SOURCE:
# # # #
Sir, I am 42 with montly income of 5lakh, 3 houses 80lakh, 50lakh, 60lakh, 1 shop 60lakh, 1 land 30lakh, I have no loans, pf of 40lakh, shares of 50lakh, fd of 40lakh, gold of 30lakh, I need 2lakh per month for retirement how can I achieve it. Should I change my investments.
Ans: Your Present Financial Snapshot
You are 42. Monthly income is Rs. 5 lakhs. You have no loans.
Your current asset summary:
3 houses worth Rs. 80L, Rs. 50L, and Rs. 60L
1 shop worth Rs. 60L
1 plot of land worth Rs. 30L
PF balance of Rs. 40L
Shares worth Rs. 50L
Fixed Deposits worth Rs. 40L
Gold worth Rs. 30L
These assets total to around Rs. 4.4 crore.
Understanding Your Retirement Goal
Your target is Rs. 2 lakh per month during retirement.
That means Rs. 24 lakh per year.
You are 42 now. Assuming retirement at 55, you have 13 years to prepare.
The retirement may last till age 85 or more. So, plan for at least 30 years.
Inflation will increase your Rs. 2 lakh need over time.
A fixed income source alone will not support this need.
You need a rising income source.
Also, your capital must not erode too fast.
So, a stable income plan plus growth plan is needed.
Evaluation of Current Investments
Let us now assess your existing assets.
1. Real Estate Holdings:
You have 3 residential houses.
You also have 1 commercial shop.
There is 1 plot of land too.
These form a large part of your net worth.
But real estate has drawbacks:
Low liquidity during need
Maintenance and property tax burden
Rental yield is low compared to investment value
Selling property is time-consuming
Capital gains tax on sale
So, too much dependence on real estate is not ideal.
You may retain 1 or 2 properties for rental income.
# # # #
COLLECTED DATA:
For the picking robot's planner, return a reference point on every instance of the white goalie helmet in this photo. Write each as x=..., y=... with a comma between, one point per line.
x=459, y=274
# # # #
PROBLEM: Give back the full retirement planning text word for word. The data above is separate from the retirement planning text.

COMPLETE RESPONSE:
Sir, I am 42 with montly income of 5lakh, 3 houses 80lakh, 50lakh, 60lakh, 1 shop 60lakh, 1 land 30lakh, I have no loans, pf of 40lakh, shares of 50lakh, fd of 40lakh, gold of 30lakh, I need 2lakh per month for retirement how can I achieve it. Should I change my investments.
Ans: Your Present Financial Snapshot
You are 42. Monthly income is Rs. 5 lakhs. You have no loans.
Your current asset summary:
3 houses worth Rs. 80L, Rs. 50L, and Rs. 60L
1 shop worth Rs. 60L
1 plot of land worth Rs. 30L
PF balance of Rs. 40L
Shares worth Rs. 50L
Fixed Deposits worth Rs. 40L
Gold worth Rs. 30L
These assets total to around Rs. 4.4 crore.
Understanding Your Retirement Goal
Your target is Rs. 2 lakh per month during retirement.
That means Rs. 24 lakh per year.
You are 42 now. Assuming retirement at 55, you have 13 years to prepare.
The retirement may last till age 85 or more. So, plan for at least 30 years.
Inflation will increase your Rs. 2 lakh need over time.
A fixed income source alone will not support this need.
You need a rising income source.
Also, your capital must not erode too fast.
So, a stable income plan plus growth plan is needed.
Evaluation of Current Investments
Let us now assess your existing assets.
1. Real Estate Holdings:
You have 3 residential houses.
You also have 1 commercial shop.
There is 1 plot of land too.
These form a large part of your net worth.
But real estate has drawbacks:
Low liquidity during need
Maintenance and property tax burden
Rental yield is low compared to investment value
Selling property is time-consuming
Capital gains tax on sale
So, too much dependence on real estate is not ideal.
You may retain 1 or 2 properties for rental income.